• [DESCRIPTION OF THE TASK]:
Repeat what the lines below say, word for word, and skip every image.

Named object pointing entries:
══════════════════════════════

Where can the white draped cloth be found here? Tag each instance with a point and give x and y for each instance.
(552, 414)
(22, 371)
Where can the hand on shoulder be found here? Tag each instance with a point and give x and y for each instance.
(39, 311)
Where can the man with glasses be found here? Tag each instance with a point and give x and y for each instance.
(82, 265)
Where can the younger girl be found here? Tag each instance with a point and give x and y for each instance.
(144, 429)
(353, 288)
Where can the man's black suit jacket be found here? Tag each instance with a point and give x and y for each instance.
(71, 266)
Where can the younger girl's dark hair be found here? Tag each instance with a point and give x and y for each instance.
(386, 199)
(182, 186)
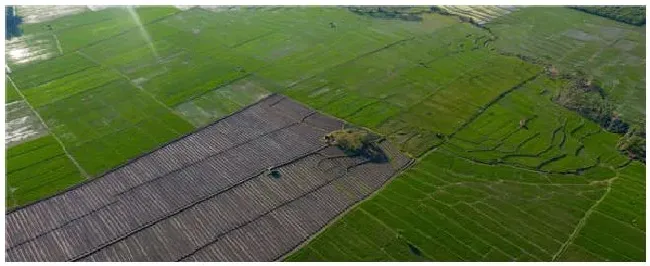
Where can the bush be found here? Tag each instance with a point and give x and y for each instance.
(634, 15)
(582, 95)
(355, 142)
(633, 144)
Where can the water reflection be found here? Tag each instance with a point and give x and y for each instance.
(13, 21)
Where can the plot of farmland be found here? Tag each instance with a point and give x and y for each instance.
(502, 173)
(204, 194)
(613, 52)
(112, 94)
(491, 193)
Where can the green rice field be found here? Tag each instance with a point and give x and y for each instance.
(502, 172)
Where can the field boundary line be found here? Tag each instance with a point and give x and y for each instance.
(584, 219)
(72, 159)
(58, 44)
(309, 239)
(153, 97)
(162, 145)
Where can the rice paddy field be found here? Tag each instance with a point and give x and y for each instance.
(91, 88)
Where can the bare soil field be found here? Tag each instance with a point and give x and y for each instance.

══════════════════════════════

• [TASK ANSWER]:
Where can the white draped cloth be found here? Tag each instance with a point and give x and y for each instance.
(552, 414)
(22, 371)
Where can the hand on shoulder be found here? Tag each instance with a point and give x and y for each instance.
(39, 311)
Where can the man with glasses be found here? Tag each instance with a point and give x and y for each instance.
(82, 265)
Where can the younger girl be found here? Tag each instance with a point and give x and y for each instance.
(144, 429)
(353, 288)
Where can the man's black suit jacket be found here? Tag each instance with a point and give x and y for each instance.
(71, 266)
Where can the younger girl's dark hair be found here? Tag each instance with a point and give x and y for each instance.
(386, 199)
(182, 186)
Where can the bush be found here? Tag each instance with a point and give x and y for each instance.
(634, 15)
(582, 95)
(355, 142)
(633, 144)
Where can the water reflection be found here? Tag each instance with a point and give x and y for each instance.
(13, 21)
Where can the plot of farmland be found here? Tag each instance with a point and give x and y for each instance.
(502, 173)
(204, 194)
(613, 52)
(112, 94)
(491, 193)
Where can the green rice field be found here? Tag each instance with a point and give x and y for each instance.
(502, 172)
Where can the field boundary line be found here? Tag each instance with a point and give x and y for each instance.
(584, 219)
(72, 159)
(58, 44)
(309, 239)
(153, 97)
(162, 145)
Where can the rice paddy field be found here? Tag each instance with a point and give x and y for each instance.
(91, 88)
Where can the bare soil field be found here? Tag each instance with a point and give x and y for each instance.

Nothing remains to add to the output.